┌────────
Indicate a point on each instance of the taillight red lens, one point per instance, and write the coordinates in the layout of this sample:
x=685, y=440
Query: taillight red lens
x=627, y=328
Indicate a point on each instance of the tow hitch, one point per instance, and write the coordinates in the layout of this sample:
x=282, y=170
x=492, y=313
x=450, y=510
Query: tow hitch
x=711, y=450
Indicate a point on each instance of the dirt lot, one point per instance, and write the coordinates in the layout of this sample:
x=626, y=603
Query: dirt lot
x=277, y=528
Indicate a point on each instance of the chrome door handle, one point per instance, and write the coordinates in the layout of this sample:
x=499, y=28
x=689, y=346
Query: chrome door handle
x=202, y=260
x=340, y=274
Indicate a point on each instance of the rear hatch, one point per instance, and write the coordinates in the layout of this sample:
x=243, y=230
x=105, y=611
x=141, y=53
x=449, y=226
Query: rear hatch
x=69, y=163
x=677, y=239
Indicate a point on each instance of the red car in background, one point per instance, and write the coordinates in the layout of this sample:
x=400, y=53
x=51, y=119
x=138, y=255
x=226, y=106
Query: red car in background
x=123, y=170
└────────
┌────────
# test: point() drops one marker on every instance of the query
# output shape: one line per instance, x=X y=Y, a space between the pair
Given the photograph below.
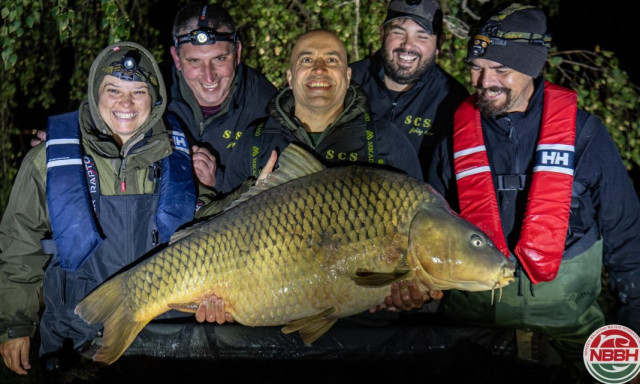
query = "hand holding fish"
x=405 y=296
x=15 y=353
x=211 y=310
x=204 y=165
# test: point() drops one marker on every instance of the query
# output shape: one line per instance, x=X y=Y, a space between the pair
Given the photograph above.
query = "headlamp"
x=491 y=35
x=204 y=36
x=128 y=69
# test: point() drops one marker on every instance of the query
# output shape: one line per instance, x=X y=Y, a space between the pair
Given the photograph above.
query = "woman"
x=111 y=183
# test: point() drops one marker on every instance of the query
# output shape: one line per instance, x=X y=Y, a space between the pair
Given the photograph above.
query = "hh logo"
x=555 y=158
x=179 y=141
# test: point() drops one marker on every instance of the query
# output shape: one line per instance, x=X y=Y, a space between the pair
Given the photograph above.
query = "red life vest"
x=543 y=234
└────────
┌────────
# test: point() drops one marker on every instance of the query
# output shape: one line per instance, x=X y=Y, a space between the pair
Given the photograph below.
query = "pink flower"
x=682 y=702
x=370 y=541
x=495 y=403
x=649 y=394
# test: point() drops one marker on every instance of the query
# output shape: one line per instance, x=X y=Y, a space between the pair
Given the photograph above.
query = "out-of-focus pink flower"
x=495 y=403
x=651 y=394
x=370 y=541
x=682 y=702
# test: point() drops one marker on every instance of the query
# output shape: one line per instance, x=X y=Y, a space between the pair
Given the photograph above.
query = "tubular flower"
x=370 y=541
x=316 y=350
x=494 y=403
└────────
## TO DO
Search the listing above for lines containing "coordinates", and copy them.

## SOLUTION BELOW
Indicate a point on each instance of the taillight red lens, one point per instance, and write the coordinates in the layout of this sample:
Indicate a point on each instance of the tow hitch, one point per instance, and write the coordinates in the layout of this sample:
Indicate a point on each instance of the dirt lot, one point per instance, and write the coordinates in the layout of this sample:
Indicate a point on each instance of the chrome door handle, one point per instance, and write the coordinates in the layout of this sample:
Indicate a point on each instance of the rear hatch, one point per instance, and write the coordinates in the layout of this sample:
Indicate a point on each instance of the red car in background, one point per instance, and write the coordinates in the layout of this sample:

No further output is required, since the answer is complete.